Region pointing data:
Segment Open

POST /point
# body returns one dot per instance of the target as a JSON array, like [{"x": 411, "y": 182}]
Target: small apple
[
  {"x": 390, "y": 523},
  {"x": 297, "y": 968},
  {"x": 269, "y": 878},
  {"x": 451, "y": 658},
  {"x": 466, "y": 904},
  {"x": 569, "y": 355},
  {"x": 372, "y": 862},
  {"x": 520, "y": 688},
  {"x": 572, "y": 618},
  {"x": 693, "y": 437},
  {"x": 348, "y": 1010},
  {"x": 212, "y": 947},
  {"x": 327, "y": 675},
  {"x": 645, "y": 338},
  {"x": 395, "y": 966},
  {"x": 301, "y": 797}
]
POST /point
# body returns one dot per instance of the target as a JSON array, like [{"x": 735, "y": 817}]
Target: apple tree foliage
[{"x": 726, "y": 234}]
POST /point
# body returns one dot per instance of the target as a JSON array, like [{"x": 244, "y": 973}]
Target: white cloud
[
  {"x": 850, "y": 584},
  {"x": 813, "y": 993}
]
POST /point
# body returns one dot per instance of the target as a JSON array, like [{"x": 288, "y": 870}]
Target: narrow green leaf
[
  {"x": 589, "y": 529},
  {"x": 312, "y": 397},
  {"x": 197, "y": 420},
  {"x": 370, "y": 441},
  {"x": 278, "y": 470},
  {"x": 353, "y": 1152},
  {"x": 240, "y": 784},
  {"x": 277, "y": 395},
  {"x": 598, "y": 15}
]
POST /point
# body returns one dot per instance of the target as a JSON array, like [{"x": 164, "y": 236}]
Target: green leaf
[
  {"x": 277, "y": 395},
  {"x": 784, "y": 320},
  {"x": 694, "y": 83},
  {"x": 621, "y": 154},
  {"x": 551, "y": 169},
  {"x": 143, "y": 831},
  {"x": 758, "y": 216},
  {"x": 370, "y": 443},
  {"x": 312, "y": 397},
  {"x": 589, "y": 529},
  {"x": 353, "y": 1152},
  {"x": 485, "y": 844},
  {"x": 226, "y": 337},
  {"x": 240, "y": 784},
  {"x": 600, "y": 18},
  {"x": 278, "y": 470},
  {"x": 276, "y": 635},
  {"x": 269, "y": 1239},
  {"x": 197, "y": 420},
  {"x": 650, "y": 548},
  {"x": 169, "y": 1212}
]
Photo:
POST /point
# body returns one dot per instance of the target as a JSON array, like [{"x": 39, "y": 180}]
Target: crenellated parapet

Segment Closed

TASK INSTRUCTIONS - In full and word for word, reproduce the data above.

TASK OUTPUT -
POST /point
# body returns one dot per instance of the target as a JSON array, like [{"x": 411, "y": 182}]
Target: small apple
[
  {"x": 390, "y": 523},
  {"x": 297, "y": 968},
  {"x": 269, "y": 878},
  {"x": 451, "y": 658},
  {"x": 466, "y": 904},
  {"x": 569, "y": 355},
  {"x": 372, "y": 862},
  {"x": 520, "y": 688},
  {"x": 572, "y": 618},
  {"x": 693, "y": 437},
  {"x": 348, "y": 1010},
  {"x": 212, "y": 947},
  {"x": 327, "y": 675},
  {"x": 645, "y": 338},
  {"x": 395, "y": 966},
  {"x": 301, "y": 797}
]
POST /point
# body returns one dot per instance of the target as a JSON array, like [{"x": 735, "y": 817}]
Target: apple tree foliage
[{"x": 726, "y": 234}]
POST /point
# body returns one dot per instance of the target as a JSON array, like [{"x": 244, "y": 973}]
Target: white cloud
[
  {"x": 850, "y": 584},
  {"x": 813, "y": 993}
]
POST /point
# body returns one dot per instance of the target as a JSON array, like [{"x": 288, "y": 870}]
Target: narrow green leaf
[
  {"x": 589, "y": 529},
  {"x": 312, "y": 397},
  {"x": 197, "y": 420},
  {"x": 370, "y": 441},
  {"x": 278, "y": 470},
  {"x": 353, "y": 1152},
  {"x": 240, "y": 784},
  {"x": 277, "y": 395},
  {"x": 598, "y": 15}
]
POST /point
# body returns one dot per instance of the target as a JSON array, like [{"x": 164, "y": 236}]
Target: green leaf
[
  {"x": 277, "y": 395},
  {"x": 784, "y": 320},
  {"x": 694, "y": 83},
  {"x": 621, "y": 154},
  {"x": 551, "y": 169},
  {"x": 143, "y": 831},
  {"x": 758, "y": 216},
  {"x": 370, "y": 443},
  {"x": 312, "y": 397},
  {"x": 589, "y": 529},
  {"x": 353, "y": 1152},
  {"x": 485, "y": 844},
  {"x": 226, "y": 337},
  {"x": 240, "y": 784},
  {"x": 600, "y": 18},
  {"x": 278, "y": 470},
  {"x": 276, "y": 635},
  {"x": 269, "y": 1239},
  {"x": 197, "y": 420},
  {"x": 650, "y": 548},
  {"x": 169, "y": 1212}
]
Photo:
POST /point
# body returns one dot per instance of the target as a JSON array, like [{"x": 39, "y": 180}]
Target: crenellated parapet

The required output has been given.